## SHORT PROBLEM
Convert the data from the line containing "of the cloud" to the line containing "point(106, 133)", both included, into a numbered list with blank lines left out.

## TASK INPUT
•••

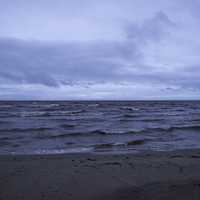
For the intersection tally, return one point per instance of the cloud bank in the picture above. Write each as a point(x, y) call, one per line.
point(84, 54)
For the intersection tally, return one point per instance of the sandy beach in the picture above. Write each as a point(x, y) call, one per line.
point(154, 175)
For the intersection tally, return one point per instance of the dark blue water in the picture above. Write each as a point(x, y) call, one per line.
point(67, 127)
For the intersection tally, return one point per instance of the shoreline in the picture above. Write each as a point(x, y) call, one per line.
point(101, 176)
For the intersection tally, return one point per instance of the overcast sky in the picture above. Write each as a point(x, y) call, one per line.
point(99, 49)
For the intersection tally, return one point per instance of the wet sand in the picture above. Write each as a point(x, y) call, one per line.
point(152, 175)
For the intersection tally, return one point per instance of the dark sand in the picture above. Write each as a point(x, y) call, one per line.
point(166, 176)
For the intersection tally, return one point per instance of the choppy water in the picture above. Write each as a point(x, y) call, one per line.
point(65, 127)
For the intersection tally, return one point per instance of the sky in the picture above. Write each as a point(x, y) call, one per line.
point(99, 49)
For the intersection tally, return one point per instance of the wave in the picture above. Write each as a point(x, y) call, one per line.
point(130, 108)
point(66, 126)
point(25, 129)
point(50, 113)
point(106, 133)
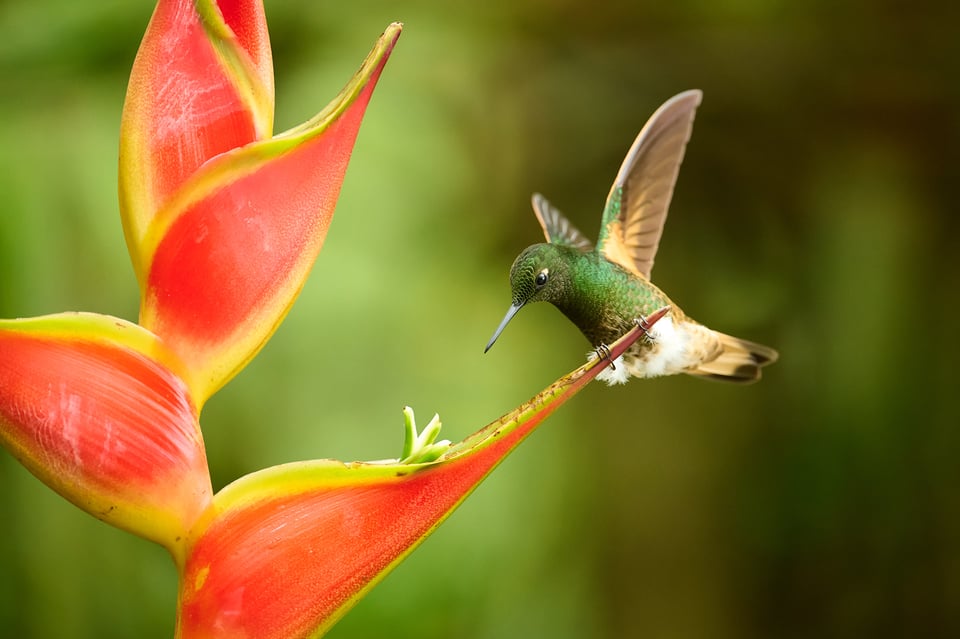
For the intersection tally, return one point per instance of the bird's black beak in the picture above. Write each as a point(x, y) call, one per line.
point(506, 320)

•••

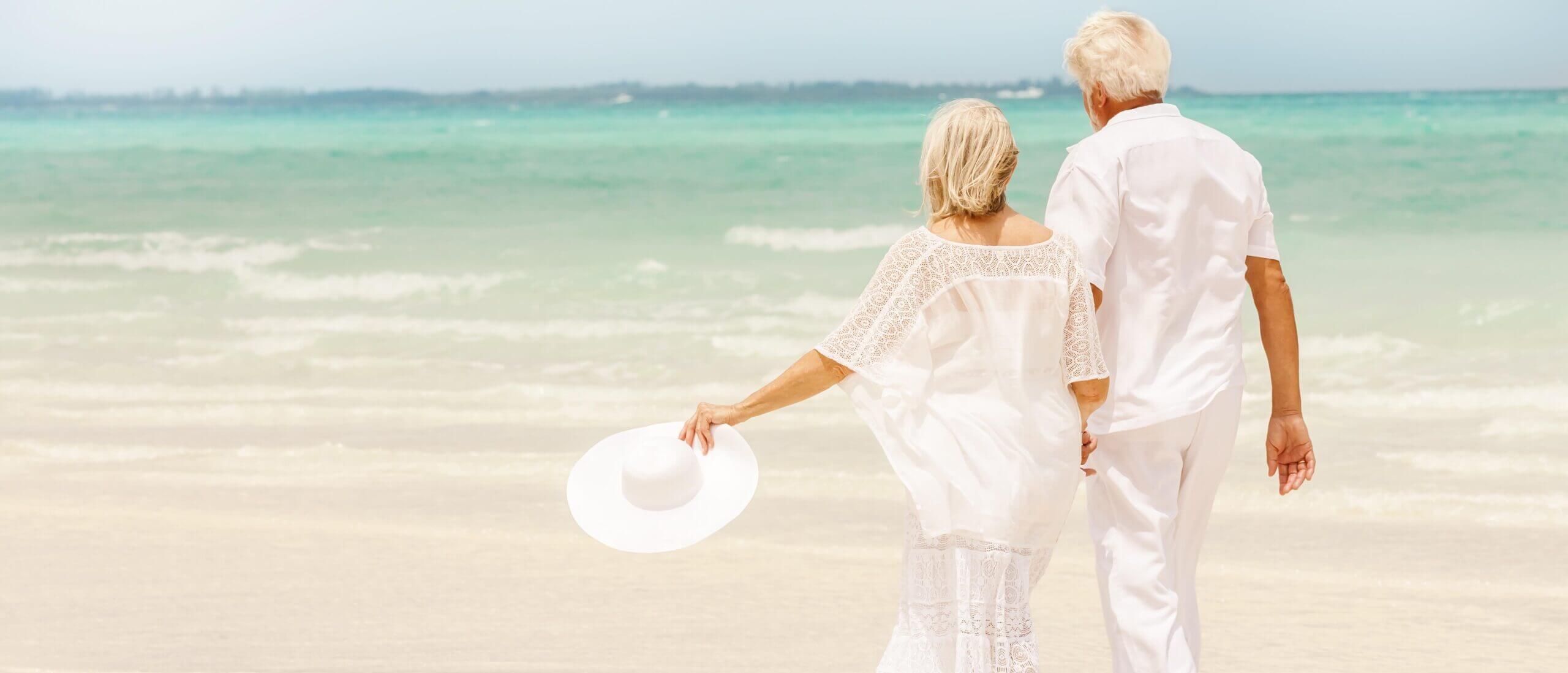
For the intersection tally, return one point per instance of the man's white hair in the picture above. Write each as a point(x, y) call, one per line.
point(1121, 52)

•••

## THE OUTPUT
1. For the intersection tally, return one point per instance of the cloud bank in the picture above. Write each as a point(x, y) call, one per line.
2. point(84, 54)
3. For the intersection tally, return one point per instance of the sandy beach in the picture above. Write each as a point(x, y) call, one per line.
4. point(154, 175)
5. For the intersection tally, return one point per instance of the dark blue water in the picture above. Write each as a point(x, y) call, one per line.
6. point(67, 127)
7. For the intersection tally, return one point per instance of the shoreline in the picture above. Write each as a point(x, y) call, one per line.
8. point(101, 176)
9. For the intersection tally, return one point per instance of the overcast sky in the picture above. Write each as a point(x, y) call, one per line.
10. point(99, 49)
11. For the intersection tally, return one point per instance of the wet sand in the picture above. Write each as a point(x, y) call, one per line.
12. point(152, 175)
13. For the intersection tally, return one point per instance of the dark sand in the picture above. Write each as a point(x, y) call, one per line.
14. point(166, 176)
15. For the intersection tally, return one point per instance of the choppy water in the picture above. Write each as a point(x, y) call, one per line.
16. point(65, 127)
17. For the intersection tally, return one point per instance of the sky in the picture above. Write each as a point(x, y) call, one per line.
18. point(99, 49)
19. For the intersection tally, return one point per instance of the wave in the picture above. Write each as a point(x, y) call, one per line.
20. point(130, 108)
21. point(66, 126)
22. point(25, 129)
23. point(50, 113)
24. point(106, 133)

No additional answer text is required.